*Exercise requirements*:
Answer these questions using the news report about the TV ad.
1. In what year is the election?
2. What is the name of the group that paid for the TV spot?
3. Who is the Governor's political advisor?

*Text*:
AUGUSTA, Maine (NEWS CENTER) - The election is not until 2014, but in Augusta Thursday there was plenty of talk about it, after a political action group that supports Governor LePage started airing a TV commercial about his plan to pay hospitals which also looked a bit like a campaign ad.
The political group here is called Maine People Before Politics. It was created by supporters of Governor LePage after he was elected, and works to promote his policies.One of those policies, of course, is LePage's proposal to pay off the state's debt to hospitals. But the TV ad clearly blames former Governor John Baldacci...who has talked about running against Gov. Lepage next year.
Like so many political attack ads, Baldacci is shown as the bad guy and Gov. LePage the good guy for pushing his plan to pay the hospital debt. The Governor said today he had no involvement with the ad...
"See I don't know about that. See that's not part of the administration I have not had anything to do with it. You've heard about it? I've heard about it, I've not, I've not seen it."
But the Governor's political advisor Brent Littlefield is also closely involved with Maine People Before Politics, which paid for the TV spot. Littlefield says its all about trying to push the Legislature to pass the hospital plan...not about politics.
Not surprisingly, democrats in the Legislature don't see it that way.

*Input data*:
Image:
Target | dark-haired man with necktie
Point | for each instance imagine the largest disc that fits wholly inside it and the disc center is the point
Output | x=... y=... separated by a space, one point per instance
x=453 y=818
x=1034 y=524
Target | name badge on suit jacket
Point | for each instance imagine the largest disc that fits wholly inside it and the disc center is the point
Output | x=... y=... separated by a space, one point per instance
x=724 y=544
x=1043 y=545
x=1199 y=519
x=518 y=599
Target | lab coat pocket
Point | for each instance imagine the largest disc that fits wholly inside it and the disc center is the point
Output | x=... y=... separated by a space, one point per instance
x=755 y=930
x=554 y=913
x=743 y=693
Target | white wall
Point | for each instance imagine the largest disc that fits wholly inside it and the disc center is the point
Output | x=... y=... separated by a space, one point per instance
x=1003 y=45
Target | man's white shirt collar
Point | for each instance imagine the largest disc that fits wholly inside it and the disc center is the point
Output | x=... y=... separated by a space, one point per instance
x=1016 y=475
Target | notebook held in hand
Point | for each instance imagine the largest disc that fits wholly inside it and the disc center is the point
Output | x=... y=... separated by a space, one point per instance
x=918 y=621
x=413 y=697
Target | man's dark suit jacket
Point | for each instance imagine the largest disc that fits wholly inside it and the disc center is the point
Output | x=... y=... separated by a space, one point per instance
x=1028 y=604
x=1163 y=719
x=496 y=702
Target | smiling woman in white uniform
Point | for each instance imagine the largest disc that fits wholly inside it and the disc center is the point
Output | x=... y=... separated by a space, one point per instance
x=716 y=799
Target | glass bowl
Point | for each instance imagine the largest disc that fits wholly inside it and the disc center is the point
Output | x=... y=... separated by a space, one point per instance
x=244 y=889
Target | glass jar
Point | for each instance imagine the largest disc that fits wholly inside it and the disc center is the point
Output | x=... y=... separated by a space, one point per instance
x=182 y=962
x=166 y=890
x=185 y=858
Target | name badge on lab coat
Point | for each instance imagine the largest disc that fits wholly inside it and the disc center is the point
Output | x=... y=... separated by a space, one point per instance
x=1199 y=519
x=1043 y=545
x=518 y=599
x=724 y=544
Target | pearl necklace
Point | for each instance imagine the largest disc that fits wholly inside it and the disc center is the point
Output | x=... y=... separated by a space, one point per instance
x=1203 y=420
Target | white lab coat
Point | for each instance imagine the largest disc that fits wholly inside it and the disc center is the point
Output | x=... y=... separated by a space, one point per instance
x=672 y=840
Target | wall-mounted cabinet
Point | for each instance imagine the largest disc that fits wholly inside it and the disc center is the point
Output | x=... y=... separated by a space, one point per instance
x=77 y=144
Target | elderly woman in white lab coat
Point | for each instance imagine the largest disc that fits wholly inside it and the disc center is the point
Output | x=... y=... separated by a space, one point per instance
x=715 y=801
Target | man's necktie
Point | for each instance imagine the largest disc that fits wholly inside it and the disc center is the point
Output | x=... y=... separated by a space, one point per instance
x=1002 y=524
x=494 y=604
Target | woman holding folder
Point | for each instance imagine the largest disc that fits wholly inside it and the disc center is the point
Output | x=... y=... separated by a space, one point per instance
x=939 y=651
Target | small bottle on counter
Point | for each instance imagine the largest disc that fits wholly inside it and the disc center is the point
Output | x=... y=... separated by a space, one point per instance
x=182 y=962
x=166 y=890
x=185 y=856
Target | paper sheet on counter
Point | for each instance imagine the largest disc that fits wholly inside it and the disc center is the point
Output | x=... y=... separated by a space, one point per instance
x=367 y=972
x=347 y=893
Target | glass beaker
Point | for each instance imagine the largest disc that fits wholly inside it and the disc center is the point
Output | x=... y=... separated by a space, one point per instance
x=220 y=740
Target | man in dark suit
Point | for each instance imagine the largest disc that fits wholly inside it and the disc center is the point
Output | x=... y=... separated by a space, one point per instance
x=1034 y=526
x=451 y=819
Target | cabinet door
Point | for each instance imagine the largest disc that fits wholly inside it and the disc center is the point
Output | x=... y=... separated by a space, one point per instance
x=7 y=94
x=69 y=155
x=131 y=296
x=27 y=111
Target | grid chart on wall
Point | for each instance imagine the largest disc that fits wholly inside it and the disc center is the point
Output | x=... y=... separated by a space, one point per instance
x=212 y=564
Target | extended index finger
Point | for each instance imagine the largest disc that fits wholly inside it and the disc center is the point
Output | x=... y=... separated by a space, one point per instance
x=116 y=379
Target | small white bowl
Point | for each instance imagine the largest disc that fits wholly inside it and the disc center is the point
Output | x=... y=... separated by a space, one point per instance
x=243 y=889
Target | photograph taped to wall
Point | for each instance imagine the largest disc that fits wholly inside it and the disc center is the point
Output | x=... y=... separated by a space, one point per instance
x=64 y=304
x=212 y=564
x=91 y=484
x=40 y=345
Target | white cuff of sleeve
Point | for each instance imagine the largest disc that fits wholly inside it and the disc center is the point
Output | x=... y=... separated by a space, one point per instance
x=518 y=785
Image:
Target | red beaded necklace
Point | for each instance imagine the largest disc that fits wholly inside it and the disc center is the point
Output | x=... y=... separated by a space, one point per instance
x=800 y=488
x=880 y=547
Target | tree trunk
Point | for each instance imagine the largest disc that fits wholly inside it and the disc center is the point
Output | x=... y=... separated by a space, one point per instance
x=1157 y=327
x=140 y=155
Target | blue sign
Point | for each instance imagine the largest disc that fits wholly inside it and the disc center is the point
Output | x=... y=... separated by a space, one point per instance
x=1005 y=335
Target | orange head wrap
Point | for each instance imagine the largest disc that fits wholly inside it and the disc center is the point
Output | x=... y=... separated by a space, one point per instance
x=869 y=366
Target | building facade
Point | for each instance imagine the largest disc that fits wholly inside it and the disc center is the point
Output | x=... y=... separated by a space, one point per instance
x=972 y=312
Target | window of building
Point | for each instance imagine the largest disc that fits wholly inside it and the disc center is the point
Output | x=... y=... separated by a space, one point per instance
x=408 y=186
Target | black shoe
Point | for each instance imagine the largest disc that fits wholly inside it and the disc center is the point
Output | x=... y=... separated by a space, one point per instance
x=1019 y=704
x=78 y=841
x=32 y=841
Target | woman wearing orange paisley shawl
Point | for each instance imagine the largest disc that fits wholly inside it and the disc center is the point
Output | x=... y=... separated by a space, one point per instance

*Reply*:
1. 2014
2. Maine People Before Politics
3. Brent Littlefield